-- WHAT YOU NEED TO DO --
Copy the items from the line containing "Identify every instance of the tree bark" through the last item, putting "tree trunk" in place of "tree bark" and keeping everything else the same. Leave the pictures out.
>> start RECORDS
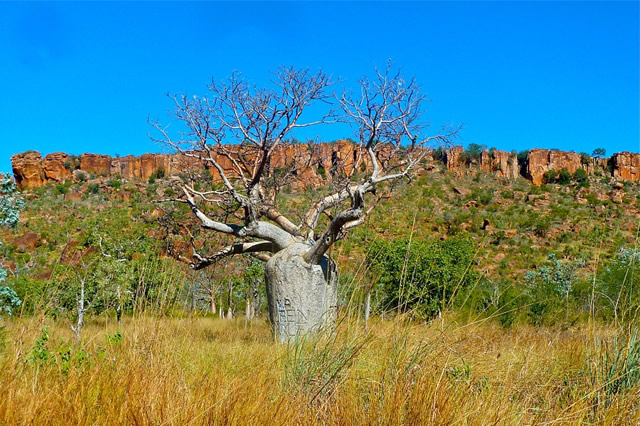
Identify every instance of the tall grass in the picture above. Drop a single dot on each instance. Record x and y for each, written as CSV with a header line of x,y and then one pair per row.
x,y
209,371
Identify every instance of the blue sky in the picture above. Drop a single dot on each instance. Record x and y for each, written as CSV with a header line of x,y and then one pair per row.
x,y
84,77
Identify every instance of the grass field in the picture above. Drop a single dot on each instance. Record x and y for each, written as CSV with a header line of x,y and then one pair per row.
x,y
212,371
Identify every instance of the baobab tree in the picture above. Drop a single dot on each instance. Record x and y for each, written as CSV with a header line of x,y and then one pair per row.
x,y
238,130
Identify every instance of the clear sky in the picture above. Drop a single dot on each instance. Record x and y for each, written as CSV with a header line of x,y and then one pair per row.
x,y
84,77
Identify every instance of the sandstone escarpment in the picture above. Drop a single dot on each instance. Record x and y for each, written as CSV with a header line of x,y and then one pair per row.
x,y
502,163
313,164
626,166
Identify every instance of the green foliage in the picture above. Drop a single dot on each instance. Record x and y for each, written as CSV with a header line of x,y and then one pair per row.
x,y
564,177
9,300
580,175
585,158
64,355
618,286
316,364
11,204
422,277
614,368
549,288
550,176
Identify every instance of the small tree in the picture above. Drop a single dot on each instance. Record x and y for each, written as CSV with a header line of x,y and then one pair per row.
x,y
422,277
235,131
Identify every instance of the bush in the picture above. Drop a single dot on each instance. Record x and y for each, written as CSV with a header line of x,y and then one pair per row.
x,y
473,152
422,277
564,177
550,176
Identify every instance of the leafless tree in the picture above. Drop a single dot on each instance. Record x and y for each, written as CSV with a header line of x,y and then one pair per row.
x,y
238,130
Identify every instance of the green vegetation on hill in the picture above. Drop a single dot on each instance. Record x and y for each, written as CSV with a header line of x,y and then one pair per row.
x,y
515,234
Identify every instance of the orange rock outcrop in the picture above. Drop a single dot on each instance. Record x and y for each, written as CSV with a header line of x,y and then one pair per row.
x,y
540,161
453,158
626,166
27,169
57,167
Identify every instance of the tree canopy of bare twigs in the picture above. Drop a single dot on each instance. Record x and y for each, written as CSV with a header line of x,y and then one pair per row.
x,y
236,130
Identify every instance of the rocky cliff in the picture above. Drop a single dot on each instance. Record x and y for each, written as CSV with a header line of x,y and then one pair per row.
x,y
314,164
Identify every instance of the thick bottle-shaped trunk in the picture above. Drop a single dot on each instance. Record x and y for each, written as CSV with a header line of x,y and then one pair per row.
x,y
302,297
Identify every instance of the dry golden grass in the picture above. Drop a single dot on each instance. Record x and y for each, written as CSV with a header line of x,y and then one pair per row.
x,y
210,371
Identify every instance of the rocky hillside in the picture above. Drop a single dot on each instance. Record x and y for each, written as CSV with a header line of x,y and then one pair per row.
x,y
32,171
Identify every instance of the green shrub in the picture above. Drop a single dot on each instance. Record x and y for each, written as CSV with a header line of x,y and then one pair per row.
x,y
580,175
422,277
564,177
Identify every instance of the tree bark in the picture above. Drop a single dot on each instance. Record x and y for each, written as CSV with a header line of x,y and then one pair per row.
x,y
302,296
230,301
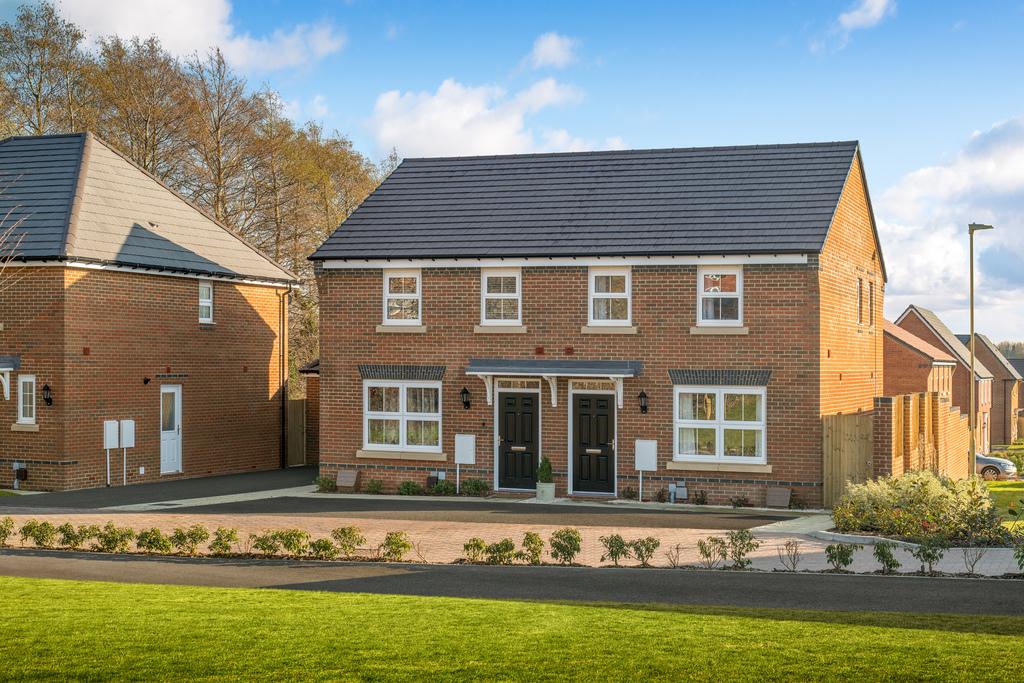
>> end RECORDS
-- SOLUTION --
Identify every instance of the tree trunk in the picture above. Drop a single dot on each instance. Record x and y for each, written as CSV with a header line of x,y and then one pair per row.
x,y
302,296
230,301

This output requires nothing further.